*Your task*
List each line of the data that holds the string "target".

═════ Data supplied ═════

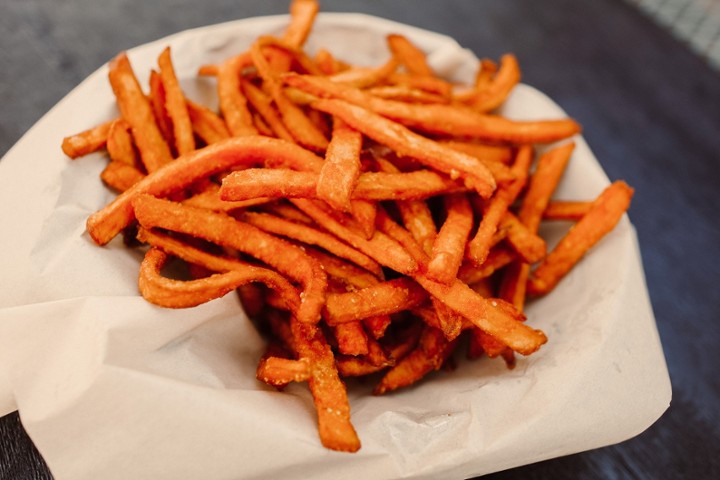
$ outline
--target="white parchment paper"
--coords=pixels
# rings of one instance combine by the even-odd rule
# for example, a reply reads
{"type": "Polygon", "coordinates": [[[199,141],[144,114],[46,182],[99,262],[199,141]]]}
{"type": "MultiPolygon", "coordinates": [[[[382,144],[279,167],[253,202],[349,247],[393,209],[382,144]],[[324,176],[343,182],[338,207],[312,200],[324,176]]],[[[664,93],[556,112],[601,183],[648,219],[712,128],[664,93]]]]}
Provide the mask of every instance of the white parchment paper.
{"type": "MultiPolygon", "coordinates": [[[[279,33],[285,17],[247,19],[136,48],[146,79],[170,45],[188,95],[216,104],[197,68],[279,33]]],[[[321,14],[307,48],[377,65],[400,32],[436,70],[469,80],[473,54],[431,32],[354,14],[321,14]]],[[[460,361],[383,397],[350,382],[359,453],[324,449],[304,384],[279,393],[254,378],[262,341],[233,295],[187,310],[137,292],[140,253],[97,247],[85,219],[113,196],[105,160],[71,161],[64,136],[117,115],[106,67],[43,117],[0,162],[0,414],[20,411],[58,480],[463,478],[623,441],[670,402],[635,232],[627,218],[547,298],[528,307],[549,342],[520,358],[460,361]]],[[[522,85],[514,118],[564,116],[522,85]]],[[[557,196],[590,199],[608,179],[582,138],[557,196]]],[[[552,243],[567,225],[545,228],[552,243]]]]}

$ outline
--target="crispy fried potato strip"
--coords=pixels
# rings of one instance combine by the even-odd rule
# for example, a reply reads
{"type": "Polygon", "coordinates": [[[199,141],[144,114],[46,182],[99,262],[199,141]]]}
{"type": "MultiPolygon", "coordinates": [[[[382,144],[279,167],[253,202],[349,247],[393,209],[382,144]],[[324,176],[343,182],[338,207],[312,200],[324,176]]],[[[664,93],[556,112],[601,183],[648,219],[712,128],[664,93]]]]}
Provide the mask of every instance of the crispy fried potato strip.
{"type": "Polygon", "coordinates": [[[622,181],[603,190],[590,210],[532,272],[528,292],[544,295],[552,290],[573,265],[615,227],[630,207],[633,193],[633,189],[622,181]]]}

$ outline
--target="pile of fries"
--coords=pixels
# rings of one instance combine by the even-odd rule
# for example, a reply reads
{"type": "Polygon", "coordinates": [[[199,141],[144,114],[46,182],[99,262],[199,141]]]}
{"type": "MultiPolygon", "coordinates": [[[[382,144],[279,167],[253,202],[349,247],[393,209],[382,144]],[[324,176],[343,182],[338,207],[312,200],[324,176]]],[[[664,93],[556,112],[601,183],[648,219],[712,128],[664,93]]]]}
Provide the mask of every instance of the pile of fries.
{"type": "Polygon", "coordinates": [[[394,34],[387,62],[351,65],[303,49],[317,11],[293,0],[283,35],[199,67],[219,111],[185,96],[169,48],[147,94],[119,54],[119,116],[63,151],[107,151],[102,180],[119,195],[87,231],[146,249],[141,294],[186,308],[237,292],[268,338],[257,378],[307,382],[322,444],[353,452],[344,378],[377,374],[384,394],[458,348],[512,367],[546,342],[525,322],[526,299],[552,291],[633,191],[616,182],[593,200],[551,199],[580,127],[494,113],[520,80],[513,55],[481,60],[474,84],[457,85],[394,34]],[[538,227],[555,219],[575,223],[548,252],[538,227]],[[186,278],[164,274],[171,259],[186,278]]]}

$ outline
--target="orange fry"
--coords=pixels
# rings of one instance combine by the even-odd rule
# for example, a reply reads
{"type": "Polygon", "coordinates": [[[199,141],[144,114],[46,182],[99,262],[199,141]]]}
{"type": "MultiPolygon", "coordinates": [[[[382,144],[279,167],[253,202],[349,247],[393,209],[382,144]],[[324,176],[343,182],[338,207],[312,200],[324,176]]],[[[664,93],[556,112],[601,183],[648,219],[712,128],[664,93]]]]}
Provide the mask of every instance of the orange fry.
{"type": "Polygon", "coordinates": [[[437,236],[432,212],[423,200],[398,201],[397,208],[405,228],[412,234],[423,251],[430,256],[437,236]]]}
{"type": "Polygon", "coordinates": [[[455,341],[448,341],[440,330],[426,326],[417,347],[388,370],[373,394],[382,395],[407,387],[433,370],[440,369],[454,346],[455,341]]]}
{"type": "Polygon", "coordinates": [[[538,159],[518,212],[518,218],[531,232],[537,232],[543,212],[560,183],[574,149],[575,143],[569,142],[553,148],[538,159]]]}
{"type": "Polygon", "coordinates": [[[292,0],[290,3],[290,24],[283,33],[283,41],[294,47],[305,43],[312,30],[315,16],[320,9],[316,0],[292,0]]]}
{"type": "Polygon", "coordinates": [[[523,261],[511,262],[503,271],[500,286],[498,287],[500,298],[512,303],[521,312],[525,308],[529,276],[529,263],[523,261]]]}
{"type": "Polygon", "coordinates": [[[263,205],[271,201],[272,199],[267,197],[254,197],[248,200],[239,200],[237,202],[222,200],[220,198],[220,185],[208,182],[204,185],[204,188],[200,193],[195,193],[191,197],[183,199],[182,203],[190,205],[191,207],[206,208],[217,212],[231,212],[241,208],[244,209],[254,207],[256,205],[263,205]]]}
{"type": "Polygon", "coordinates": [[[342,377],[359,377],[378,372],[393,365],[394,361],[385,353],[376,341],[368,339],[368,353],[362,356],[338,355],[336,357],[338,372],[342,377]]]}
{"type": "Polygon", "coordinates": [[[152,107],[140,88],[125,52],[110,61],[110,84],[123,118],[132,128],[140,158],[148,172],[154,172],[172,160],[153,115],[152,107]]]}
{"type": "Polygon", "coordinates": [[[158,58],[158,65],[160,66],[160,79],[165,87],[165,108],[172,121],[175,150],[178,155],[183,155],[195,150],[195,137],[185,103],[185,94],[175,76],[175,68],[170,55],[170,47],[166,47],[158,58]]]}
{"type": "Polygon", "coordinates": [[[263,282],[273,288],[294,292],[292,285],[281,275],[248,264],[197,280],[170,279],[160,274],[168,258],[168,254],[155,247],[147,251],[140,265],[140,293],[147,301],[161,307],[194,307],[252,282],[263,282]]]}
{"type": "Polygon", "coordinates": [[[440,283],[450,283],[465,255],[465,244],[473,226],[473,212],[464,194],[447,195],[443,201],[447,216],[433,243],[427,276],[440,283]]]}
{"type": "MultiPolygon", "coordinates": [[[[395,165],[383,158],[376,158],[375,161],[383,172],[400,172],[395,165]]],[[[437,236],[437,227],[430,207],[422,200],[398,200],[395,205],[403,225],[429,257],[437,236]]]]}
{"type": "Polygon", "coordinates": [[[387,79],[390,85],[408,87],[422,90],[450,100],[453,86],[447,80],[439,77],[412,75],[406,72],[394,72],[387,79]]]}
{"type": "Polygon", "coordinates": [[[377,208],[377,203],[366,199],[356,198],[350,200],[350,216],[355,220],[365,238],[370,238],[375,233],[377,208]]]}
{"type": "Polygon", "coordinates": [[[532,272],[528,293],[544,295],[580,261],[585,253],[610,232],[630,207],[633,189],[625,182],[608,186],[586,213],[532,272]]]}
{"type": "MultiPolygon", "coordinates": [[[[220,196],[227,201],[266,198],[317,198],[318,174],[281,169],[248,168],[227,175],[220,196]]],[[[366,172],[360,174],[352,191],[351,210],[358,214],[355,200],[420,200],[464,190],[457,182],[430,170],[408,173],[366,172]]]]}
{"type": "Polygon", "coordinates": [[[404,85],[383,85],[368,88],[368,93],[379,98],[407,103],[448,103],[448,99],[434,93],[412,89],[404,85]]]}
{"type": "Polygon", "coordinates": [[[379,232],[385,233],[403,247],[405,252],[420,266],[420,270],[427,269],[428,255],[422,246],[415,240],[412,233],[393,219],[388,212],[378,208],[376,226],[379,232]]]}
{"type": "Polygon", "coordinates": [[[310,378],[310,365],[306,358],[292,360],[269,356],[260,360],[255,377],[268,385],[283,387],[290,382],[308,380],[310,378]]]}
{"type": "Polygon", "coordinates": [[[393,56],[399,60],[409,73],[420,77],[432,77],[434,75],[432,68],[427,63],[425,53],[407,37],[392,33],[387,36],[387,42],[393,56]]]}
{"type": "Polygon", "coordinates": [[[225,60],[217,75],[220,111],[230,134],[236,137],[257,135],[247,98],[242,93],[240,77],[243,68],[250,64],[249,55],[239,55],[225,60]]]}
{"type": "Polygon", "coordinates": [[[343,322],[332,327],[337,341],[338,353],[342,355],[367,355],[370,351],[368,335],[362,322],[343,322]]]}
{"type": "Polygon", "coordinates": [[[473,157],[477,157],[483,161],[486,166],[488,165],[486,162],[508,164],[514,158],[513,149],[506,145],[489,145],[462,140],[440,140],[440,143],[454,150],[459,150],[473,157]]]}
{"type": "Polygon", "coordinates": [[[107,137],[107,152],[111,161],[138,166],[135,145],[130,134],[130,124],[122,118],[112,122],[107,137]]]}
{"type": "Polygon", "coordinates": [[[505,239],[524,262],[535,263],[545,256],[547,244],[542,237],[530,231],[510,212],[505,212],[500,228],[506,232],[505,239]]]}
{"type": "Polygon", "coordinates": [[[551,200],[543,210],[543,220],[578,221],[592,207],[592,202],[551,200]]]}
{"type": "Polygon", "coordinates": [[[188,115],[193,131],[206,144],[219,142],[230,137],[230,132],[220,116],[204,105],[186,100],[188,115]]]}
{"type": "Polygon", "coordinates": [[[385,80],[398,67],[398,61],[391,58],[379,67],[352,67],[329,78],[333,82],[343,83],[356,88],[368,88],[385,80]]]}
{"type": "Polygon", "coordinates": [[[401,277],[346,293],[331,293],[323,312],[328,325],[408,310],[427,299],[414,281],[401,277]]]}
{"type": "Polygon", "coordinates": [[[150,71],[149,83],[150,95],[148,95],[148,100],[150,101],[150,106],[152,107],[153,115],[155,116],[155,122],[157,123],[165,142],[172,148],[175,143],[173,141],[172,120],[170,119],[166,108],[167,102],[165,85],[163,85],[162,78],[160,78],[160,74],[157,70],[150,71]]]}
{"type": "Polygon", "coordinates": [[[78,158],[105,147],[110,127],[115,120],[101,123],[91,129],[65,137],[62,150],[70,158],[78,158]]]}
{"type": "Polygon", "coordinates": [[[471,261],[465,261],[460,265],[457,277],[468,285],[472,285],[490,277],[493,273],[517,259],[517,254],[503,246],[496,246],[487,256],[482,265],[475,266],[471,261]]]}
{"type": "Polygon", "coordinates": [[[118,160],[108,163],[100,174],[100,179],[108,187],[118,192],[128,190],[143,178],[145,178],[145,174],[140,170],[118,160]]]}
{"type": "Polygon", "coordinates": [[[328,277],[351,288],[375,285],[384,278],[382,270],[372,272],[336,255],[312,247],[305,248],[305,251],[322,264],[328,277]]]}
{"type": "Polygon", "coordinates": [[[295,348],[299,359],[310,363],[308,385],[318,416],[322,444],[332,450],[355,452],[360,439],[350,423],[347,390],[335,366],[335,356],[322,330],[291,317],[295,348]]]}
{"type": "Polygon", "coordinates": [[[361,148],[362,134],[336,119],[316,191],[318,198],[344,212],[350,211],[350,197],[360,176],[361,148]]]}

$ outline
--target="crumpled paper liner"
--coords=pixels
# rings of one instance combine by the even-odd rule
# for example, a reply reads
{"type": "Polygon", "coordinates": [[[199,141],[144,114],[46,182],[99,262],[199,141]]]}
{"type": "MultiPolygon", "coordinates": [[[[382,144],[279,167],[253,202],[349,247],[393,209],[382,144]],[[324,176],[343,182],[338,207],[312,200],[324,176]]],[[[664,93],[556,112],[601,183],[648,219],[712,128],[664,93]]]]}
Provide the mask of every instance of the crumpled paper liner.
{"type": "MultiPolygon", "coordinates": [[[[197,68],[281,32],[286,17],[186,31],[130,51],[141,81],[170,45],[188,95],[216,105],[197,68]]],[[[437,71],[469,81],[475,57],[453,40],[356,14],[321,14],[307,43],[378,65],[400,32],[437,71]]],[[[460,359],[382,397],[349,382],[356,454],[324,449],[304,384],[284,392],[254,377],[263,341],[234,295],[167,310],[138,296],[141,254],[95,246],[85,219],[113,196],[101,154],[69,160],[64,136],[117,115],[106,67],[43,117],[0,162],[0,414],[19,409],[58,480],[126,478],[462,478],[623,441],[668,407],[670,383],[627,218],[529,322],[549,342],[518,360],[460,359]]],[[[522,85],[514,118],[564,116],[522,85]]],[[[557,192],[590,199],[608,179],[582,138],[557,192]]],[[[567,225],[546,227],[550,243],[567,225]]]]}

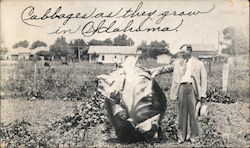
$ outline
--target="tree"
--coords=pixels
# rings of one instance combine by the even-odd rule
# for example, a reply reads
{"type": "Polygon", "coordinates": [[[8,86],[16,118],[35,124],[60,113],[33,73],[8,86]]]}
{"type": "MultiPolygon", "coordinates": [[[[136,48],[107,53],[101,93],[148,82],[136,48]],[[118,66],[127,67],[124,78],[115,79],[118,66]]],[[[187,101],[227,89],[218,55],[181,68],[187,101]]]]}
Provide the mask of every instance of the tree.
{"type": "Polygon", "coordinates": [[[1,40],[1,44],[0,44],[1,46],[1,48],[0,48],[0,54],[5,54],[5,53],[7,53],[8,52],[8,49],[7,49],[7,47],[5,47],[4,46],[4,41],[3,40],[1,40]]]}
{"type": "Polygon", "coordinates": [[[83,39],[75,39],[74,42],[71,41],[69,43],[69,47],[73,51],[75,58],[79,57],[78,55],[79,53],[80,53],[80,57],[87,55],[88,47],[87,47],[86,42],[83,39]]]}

═════

*Response area*
--target="white parchment paper"
--target="crispy fried potato strip"
--target="pile of fries"
--target="orange fry"
--target="crumpled paper liner"
--target="tree"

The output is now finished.